Regardez ici Côté Châteaux n°25 réalisé par Jean-Pierre Stahl et Alexandre Berne : 

20 Sep

Classement des vins de Saint-Emilion : Hubert de Boüard et Philippe Casteja s’expliquent sur leur rôle au sein de l’INAO

Ce sont deux grandes figures de Bordeaux et de Saint-Emilion, qui comparaissent depuis aujourd’hui devant le tribunal de Bordeaux pour prise illégale d’intérêts. Ils ont pu s’exprimer longuement et ont réfuté avoir participé et voté concernant le nouveau règlement du classement de Saint-Emilion au sein de l’INAO. Des échanges parfois tendus avec le président. Les châteaux parties civiles qui ont été déclassés ont été entendus cet après-midi et  souhaitent que justice leur soit rendue.

*Données sources:*
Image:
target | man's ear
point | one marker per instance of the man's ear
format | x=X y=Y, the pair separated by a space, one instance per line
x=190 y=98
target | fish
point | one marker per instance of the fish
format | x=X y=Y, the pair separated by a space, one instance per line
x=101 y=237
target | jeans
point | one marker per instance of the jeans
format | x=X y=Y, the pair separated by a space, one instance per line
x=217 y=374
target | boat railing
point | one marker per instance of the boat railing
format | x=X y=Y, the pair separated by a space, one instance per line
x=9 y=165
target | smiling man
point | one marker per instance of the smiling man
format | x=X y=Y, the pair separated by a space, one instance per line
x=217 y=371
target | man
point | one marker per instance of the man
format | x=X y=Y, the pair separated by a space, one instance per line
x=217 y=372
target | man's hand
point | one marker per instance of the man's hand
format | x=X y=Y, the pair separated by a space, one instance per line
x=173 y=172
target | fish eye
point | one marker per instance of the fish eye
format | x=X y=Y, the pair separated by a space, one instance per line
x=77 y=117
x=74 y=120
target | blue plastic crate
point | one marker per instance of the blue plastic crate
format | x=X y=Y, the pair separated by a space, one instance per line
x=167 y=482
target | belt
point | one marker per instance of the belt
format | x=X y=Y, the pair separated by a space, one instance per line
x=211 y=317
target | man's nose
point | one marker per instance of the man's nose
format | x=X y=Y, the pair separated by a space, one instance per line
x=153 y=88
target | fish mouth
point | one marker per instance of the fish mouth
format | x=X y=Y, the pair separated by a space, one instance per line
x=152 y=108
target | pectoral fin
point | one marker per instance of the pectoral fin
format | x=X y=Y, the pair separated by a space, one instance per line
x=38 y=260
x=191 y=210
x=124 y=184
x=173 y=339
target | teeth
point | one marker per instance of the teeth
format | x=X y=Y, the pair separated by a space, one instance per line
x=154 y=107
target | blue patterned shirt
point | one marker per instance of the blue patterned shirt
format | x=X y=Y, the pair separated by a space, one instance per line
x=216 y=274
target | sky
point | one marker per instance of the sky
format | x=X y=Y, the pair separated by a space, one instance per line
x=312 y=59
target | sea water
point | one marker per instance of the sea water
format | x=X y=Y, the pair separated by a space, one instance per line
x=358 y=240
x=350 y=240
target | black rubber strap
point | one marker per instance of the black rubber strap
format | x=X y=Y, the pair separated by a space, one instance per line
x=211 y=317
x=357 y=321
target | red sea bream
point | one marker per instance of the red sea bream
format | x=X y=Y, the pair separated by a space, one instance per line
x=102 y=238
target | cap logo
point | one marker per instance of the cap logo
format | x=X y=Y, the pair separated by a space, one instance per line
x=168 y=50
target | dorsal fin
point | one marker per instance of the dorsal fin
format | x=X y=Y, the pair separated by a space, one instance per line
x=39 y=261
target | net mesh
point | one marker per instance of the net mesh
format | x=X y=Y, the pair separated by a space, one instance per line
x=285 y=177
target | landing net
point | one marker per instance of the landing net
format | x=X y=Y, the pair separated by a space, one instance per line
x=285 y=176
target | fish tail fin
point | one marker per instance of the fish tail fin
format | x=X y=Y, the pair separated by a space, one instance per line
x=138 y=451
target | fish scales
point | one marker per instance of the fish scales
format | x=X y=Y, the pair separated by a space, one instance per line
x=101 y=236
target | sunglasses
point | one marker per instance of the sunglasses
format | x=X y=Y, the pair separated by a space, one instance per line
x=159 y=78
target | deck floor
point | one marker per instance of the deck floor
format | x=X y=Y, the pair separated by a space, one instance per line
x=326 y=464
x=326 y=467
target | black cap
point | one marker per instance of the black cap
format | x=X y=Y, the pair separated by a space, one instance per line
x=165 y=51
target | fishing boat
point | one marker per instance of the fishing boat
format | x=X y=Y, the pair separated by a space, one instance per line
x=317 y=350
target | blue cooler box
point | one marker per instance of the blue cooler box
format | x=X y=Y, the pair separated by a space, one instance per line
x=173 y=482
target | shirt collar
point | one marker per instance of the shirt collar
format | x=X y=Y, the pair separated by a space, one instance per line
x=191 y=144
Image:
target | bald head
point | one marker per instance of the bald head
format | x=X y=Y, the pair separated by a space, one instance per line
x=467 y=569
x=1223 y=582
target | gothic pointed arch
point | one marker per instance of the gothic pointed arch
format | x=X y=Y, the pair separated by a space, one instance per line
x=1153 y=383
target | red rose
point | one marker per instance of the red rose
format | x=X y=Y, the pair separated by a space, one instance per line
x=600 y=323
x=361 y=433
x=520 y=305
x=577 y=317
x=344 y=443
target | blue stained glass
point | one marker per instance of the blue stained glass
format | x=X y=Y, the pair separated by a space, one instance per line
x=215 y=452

*Consigne A:* Indiquez, s’il vous plaît, si chacune des affirmations suivantes concorde avec l’extrait, en répondant par oui ou par non et en citant les mots décisifs de l’extrait. (i) Hubert de Boüard et Philippe Casteja comparaissent devant le tribunal de Bordeaux pour prise illégale d’intérêts. (ii) Les deux hommes reconnaissent avoir voté le nouveau règlement du classement au sein de l’INAO. (iii) Les châteaux parties civiles déclassés ont été entendus dans la matinée.
*Consigne B:* Selon l’extrait, comment se sont déroulés les échanges avec le président ?
Les items n’ont aucun lien avec l’extrait.

*Réponse attendue A:*
(i) Oui : « qui comparaissent depuis aujourd’hui devant le tribunal de Bordeaux pour prise illégale d’intérêts ».
(ii) Non : « ont réfuté avoir participé et voté concernant le nouveau règlement du classement de Saint-Emilion au sein de l’INAO ».
(iii) Non : « Les châteaux parties civiles qui ont été déclassés ont été entendus cet après-midi ».

*Réponse attendue B:* Ils ont été parfois tendus.